**Что сделать**.
a. Повторите слово в слово фрагмент текста о пушкинских сборниках, начиная с «Нашу инициативу поддержали» и заканчивая «Пушкине и Гоголе.».
b. Продолжите текст о пушкинских сборниках, начав сразу после его последнего предложения.

**Текст страницы**.

════════════════════

Нашу инициативу поддержали и старшие товарищи: А. Г. Фомин написал о самом Венгерове, В. М. Жирмунский — о Пушкине и Байроне, А. С. Долинин — о Пушкине и Гоголе.

Бонди — в Москве, в Петрограде только нас двое с Тыняновым. Оп оказался хорошим соредактором, просматривал многие статьи, особенно в отношении поэтики, дал и свою статью об «Оде графу Хвостову», делился со мною своим, не слишком, конечно, богатым, литературно-издательским опытом. Так в 1922-1923 году и вышел в свет «Пушкинский сборник памяти профессора Семена Афанасьевича Венгерова».

В 1922 году образовался Научно-исследовательский институт сравнительной истории литератур и языков Запада и Востока имени А. П. Веселовского (ИЛЯЗВ) при Петроградском университете и в составе Российской ассоциации научно-исследовательских институтов в Москве (РАНИОН). В числе научных сотрудников были и мы с Тыняновым. Он решительно поддержал план издания сборника «Пушкин в мировой литературе» (вышел в 1926 году).

Самое видное место в этом сборнике — и по достоинству и по размеру заняла его работа «Архаисты и Пушкин». В оригинале она заключала в себе семь печатных листов. Но пришлось два из них вынуть по причинам двоякого рода. В обстановке обострявшейся дискуссии между так называемым «формализмом» и вульгарным социологизмом надо было соблюдать максимальную методологическую вдумчивость и осторожность, а в статье Тынянова были некоторые неясности в этом отношении. А кроме того, сборник о «мировой» литературе необходимо требовал привлечения материалов и об отношении к Пушкину в странах хотя бы самого близкого Востока (Грузия, Греция — в статьях К. Дондуа и И. Соколова). В своей книге «Архаисты и новаторы» Тынянов скоро перепечатал статью о Пушкине и архаистах в том же самом виде, в каком она появилась в сборнике ИЛЯЗВа.

════════════════════

**Фрагменты данных**.
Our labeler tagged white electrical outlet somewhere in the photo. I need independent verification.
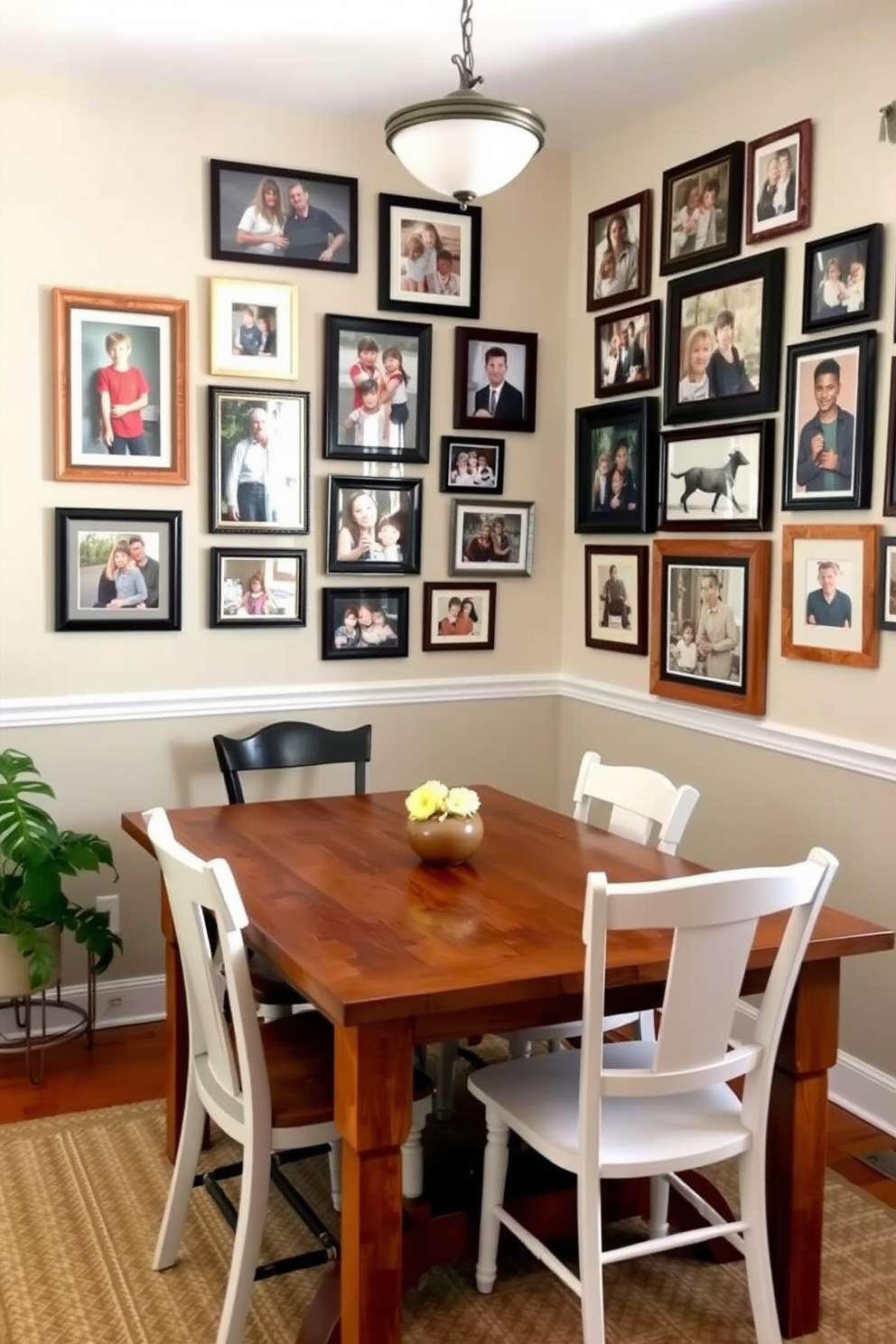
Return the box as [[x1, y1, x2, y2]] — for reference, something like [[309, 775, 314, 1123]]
[[96, 892, 121, 933]]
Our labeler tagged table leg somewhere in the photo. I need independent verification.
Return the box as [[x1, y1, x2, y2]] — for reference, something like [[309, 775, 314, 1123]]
[[161, 881, 190, 1162], [329, 1022, 414, 1344], [766, 959, 840, 1339]]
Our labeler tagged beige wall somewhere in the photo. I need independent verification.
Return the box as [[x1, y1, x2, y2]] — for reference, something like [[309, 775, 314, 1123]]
[[0, 3, 896, 1074], [563, 0, 896, 747]]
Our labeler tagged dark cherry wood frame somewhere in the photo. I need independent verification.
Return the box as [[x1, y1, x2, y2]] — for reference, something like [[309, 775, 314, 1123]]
[[584, 546, 650, 658], [593, 298, 662, 399], [122, 785, 893, 1344], [780, 523, 880, 668], [650, 537, 771, 715], [52, 289, 190, 485], [747, 118, 811, 243], [584, 187, 653, 313]]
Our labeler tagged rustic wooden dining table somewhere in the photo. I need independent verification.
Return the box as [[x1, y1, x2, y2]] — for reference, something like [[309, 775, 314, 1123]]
[[122, 786, 893, 1344]]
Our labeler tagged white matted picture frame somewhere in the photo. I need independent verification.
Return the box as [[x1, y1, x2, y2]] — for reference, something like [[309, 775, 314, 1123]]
[[780, 523, 880, 668], [210, 278, 298, 382], [449, 500, 535, 578]]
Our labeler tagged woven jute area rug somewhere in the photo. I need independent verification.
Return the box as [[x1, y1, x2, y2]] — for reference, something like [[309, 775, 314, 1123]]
[[0, 1086, 896, 1344]]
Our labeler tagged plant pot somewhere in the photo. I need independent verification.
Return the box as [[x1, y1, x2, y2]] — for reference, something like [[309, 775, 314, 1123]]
[[0, 925, 61, 999], [407, 812, 483, 864]]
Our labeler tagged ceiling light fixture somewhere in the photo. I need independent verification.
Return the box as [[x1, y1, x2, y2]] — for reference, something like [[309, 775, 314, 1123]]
[[386, 0, 544, 209]]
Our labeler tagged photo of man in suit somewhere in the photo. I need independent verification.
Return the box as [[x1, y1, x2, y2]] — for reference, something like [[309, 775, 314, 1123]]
[[473, 345, 523, 421]]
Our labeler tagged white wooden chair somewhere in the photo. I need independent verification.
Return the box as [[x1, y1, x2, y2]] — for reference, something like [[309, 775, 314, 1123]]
[[505, 751, 700, 1053], [468, 849, 837, 1344], [144, 807, 433, 1344]]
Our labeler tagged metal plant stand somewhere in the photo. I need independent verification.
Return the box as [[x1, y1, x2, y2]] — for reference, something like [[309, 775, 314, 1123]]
[[0, 953, 97, 1087]]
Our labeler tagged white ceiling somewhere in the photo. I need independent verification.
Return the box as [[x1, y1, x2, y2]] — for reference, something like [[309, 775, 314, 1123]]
[[0, 0, 877, 149]]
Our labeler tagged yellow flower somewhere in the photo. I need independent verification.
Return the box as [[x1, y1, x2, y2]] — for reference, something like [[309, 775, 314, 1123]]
[[444, 789, 480, 817], [405, 779, 449, 821]]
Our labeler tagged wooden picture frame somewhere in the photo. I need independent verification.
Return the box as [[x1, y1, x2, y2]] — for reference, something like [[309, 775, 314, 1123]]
[[454, 327, 538, 434], [575, 397, 659, 534], [884, 355, 896, 518], [449, 500, 535, 578], [323, 313, 433, 462], [52, 289, 190, 485], [209, 546, 308, 630], [423, 582, 499, 653], [53, 508, 182, 631], [210, 159, 358, 275], [593, 306, 661, 397], [659, 419, 775, 532], [664, 247, 786, 425], [803, 224, 884, 333], [747, 119, 811, 243], [877, 537, 896, 630], [650, 537, 771, 715], [209, 277, 298, 383], [780, 523, 880, 668], [321, 584, 408, 663], [659, 140, 744, 275], [780, 331, 877, 512], [209, 387, 309, 537], [584, 546, 650, 658], [439, 434, 504, 495], [376, 193, 482, 320], [585, 188, 653, 313], [326, 476, 423, 574]]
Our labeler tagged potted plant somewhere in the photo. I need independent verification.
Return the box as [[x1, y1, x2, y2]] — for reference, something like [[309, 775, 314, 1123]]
[[0, 749, 121, 997]]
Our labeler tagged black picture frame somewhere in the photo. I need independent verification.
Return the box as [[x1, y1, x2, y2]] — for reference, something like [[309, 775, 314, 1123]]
[[209, 387, 311, 537], [453, 327, 538, 434], [376, 192, 482, 319], [658, 419, 775, 532], [802, 224, 884, 333], [593, 306, 662, 399], [53, 508, 182, 631], [584, 546, 650, 658], [323, 313, 433, 462], [321, 584, 410, 663], [780, 331, 877, 512], [439, 434, 504, 495], [659, 140, 744, 275], [585, 188, 653, 313], [422, 579, 499, 653], [877, 537, 896, 631], [209, 159, 358, 275], [326, 476, 423, 574], [575, 397, 659, 534], [884, 355, 896, 518], [664, 247, 786, 425], [209, 546, 308, 630]]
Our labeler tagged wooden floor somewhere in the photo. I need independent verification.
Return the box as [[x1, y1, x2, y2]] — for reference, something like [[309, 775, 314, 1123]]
[[0, 1022, 896, 1209]]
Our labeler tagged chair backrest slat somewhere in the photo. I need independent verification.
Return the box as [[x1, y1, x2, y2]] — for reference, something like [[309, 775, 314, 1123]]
[[573, 751, 700, 854], [212, 721, 372, 802]]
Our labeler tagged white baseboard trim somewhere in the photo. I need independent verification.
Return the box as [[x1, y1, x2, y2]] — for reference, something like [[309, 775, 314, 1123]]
[[735, 1002, 896, 1138], [0, 672, 896, 784]]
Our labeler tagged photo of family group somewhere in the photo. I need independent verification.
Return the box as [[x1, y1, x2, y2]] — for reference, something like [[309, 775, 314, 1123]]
[[593, 300, 659, 397], [209, 387, 308, 534], [423, 583, 497, 652], [585, 191, 650, 312], [210, 159, 358, 272], [439, 434, 504, 495], [378, 195, 482, 317], [321, 589, 408, 658], [210, 547, 305, 628], [667, 565, 744, 686]]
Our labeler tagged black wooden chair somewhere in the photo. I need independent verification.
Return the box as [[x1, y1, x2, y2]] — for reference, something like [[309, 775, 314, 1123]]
[[212, 721, 372, 1017]]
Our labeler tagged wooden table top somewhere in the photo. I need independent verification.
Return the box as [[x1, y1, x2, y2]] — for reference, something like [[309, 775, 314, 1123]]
[[121, 786, 893, 1025]]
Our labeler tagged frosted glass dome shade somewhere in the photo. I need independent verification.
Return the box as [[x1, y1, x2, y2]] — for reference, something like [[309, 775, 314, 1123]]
[[386, 89, 544, 203]]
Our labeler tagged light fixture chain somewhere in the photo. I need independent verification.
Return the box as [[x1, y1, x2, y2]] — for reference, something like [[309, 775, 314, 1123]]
[[452, 0, 482, 89]]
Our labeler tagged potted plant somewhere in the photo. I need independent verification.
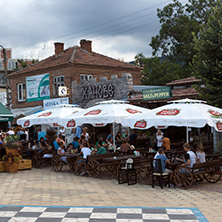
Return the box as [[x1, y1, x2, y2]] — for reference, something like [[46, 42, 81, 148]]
[[2, 153, 22, 173], [4, 135, 21, 155]]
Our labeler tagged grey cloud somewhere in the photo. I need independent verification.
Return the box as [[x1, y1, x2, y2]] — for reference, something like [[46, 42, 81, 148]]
[[0, 0, 170, 60]]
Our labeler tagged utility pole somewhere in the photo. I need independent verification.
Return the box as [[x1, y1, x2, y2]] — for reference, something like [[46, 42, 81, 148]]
[[0, 45, 10, 110]]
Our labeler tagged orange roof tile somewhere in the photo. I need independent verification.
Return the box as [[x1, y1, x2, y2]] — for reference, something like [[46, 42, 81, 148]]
[[10, 46, 141, 76]]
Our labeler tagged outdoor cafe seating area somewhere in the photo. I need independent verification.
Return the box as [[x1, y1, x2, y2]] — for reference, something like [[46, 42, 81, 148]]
[[1, 99, 222, 189]]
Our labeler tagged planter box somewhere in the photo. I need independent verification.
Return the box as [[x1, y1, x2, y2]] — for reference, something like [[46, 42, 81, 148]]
[[0, 160, 32, 172]]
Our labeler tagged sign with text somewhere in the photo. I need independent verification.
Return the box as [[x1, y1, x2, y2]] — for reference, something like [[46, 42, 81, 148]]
[[43, 97, 69, 108], [142, 86, 172, 100], [82, 83, 115, 101], [26, 73, 50, 102]]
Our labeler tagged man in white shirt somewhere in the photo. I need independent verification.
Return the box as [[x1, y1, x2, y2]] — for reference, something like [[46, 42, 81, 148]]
[[7, 127, 15, 135], [80, 143, 92, 159]]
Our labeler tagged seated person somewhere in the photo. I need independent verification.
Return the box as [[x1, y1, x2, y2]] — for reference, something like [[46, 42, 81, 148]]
[[162, 135, 170, 150], [107, 137, 114, 150], [122, 130, 129, 141], [96, 141, 107, 154], [72, 137, 79, 149], [176, 143, 196, 167], [39, 137, 51, 150], [28, 139, 38, 150], [96, 137, 107, 148], [120, 140, 131, 153], [154, 148, 172, 173], [115, 131, 122, 147], [78, 135, 89, 147], [196, 143, 206, 163], [80, 142, 92, 159], [67, 143, 78, 153], [56, 134, 65, 146], [57, 142, 68, 163], [129, 130, 137, 145], [106, 132, 113, 142], [53, 140, 59, 150]]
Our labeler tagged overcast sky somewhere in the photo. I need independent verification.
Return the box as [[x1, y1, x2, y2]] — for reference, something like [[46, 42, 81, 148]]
[[0, 0, 177, 61]]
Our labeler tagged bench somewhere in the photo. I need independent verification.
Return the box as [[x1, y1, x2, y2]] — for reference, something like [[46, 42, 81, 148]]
[[173, 160, 221, 189]]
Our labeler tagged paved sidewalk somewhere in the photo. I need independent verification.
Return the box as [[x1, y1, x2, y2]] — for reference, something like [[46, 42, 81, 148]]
[[0, 168, 222, 222]]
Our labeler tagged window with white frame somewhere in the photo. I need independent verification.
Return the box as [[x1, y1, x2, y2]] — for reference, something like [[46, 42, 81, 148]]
[[80, 74, 93, 81], [17, 83, 26, 102], [53, 76, 65, 96]]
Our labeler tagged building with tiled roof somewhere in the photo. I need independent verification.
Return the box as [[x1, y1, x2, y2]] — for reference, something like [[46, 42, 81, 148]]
[[9, 40, 141, 109]]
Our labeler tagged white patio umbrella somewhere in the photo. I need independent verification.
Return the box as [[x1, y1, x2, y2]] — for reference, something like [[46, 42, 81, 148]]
[[122, 99, 222, 141], [59, 100, 148, 149], [17, 104, 83, 127]]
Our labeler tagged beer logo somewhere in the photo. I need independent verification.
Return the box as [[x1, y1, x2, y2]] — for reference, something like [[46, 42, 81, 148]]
[[126, 109, 142, 114], [66, 119, 76, 127], [24, 120, 30, 127], [208, 110, 222, 117], [84, 109, 102, 116], [216, 121, 222, 131], [134, 120, 147, 129], [156, 109, 180, 116], [38, 111, 52, 117]]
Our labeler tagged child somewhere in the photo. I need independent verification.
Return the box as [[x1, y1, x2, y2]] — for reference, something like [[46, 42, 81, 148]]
[[196, 143, 206, 163]]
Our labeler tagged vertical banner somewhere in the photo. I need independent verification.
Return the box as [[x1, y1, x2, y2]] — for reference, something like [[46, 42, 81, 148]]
[[26, 73, 50, 102]]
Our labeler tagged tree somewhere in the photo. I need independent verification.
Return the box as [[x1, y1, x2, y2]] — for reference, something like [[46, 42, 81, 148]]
[[135, 53, 183, 85], [192, 1, 222, 107], [150, 0, 216, 68]]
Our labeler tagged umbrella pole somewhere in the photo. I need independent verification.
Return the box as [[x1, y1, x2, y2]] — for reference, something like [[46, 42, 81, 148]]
[[113, 123, 116, 152], [186, 127, 189, 143]]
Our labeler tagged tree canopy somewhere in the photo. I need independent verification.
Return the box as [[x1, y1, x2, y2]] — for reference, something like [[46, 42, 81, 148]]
[[136, 53, 183, 85], [192, 1, 222, 107], [150, 0, 216, 67]]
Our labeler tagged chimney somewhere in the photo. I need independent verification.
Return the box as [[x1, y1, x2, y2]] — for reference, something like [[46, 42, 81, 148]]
[[80, 39, 92, 53], [54, 42, 64, 55]]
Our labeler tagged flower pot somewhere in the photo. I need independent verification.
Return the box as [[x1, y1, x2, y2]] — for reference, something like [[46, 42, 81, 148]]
[[5, 161, 19, 173]]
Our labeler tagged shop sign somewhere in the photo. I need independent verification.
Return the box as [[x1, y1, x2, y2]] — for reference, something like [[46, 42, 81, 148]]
[[43, 97, 69, 108], [26, 73, 50, 102], [82, 83, 115, 101], [142, 86, 172, 100]]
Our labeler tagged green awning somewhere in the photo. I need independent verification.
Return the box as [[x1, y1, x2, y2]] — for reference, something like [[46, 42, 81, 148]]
[[0, 103, 13, 122]]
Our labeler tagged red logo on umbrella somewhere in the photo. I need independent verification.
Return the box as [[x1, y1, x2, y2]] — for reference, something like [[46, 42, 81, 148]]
[[38, 111, 52, 117], [24, 120, 30, 127], [216, 121, 222, 131], [134, 120, 147, 129], [84, 109, 102, 116], [66, 119, 76, 127], [156, 109, 180, 116], [208, 110, 222, 117], [126, 109, 142, 114]]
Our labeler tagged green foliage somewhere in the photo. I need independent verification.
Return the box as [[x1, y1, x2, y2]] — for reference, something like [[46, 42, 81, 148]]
[[150, 0, 216, 66], [192, 1, 222, 107], [135, 54, 184, 85]]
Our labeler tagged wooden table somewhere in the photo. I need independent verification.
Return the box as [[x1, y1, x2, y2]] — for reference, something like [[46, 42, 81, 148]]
[[103, 155, 142, 177], [64, 153, 80, 172]]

════════════════════

**Ответы к заданиям**.
a.
Нашу инициативу поддержали и старшие товарищи: А. Г. Фомин написал о самом Венгерове, В. М. Жирмунский — о Пушкине и Байроне, А. С. Долинин — о Пушкине и Гоголе.

b.
3

В середине 30-х годов (это можно установить совершенно точно) Тынянову позвонили из протокольного отдела Ленсовета и спросили, нельзя ли дать Моховой улице имя M. E. Салтыкова-Щедрина. Он ответил, что на ней долго жил И. А. Гончаров и следовало бы сохранить ее за ним. Тогда ему предложили дать свои рекомендации. Он обратился ко мне.

К этому времени у меня уже были на учете все салтыковские адреса. Довольно долго он прожил на Фурштадтской улице (ныне Петра Лаврова) и дольше всего на Литейном проспекте. Возникла мысль приблизить Салтыкова к его великим учителям и соратникам. С одной стороны — улица Белинского и Некрасова, с другой — проспект Чернышевского, а между ними Кирочная. Я и рекомендовал ее Тынянову. Он вполне со мной согласился. Ленсовет принял наше предложение.

Наша последняя встреча произошла незадолго до войны на улице Плеханова. Он стоял опираясь на палку и упорно глядя в землю. День был светлый, и я издали завидел его. По мере приближения лицо его становилось для меня все яснее. Болезнь наложила на него свою тяжелую печать. Но когда я подошел еще ближе, его лицо показалось мне как будто даже чем-то просветленным. Наконец он заметил меня и поднял голову. А я точно потерял в тот момент свою обычную память. Не помню, сказали ли мы друг другу какие-то приветственные слова, пожимали ли друг другу руки. Помню только одно — и на всю жизнь: он протянул правую руку, коснулся моего плеча и сказал:

— Вам нужно написать о салтыковском лицее!

И мы разошлись. И я сразу понял, почему он такой отрешенный от всего окружающего и даже чем-то просветленный. Мощным усилием воли он преодолевал и физические и нравственные страдания и весь целиком погрузился в самое дорогое дело своей жизни — в размышления о Пушкине молодом, Пушкине-лицеисте, а потому и меня призывал к углубленному изучению лицея салтыковской поры, 30-40-х годов.

Эта духовная мощь, эта сосредоточенность в последние годы на одной излюбленной теме изучения и художественного претворения помогли ему бороться с неизлечимым недугом и создать лучшую из всех до сих пор написанных книгу о жизни и творчестве молодого Пушкина.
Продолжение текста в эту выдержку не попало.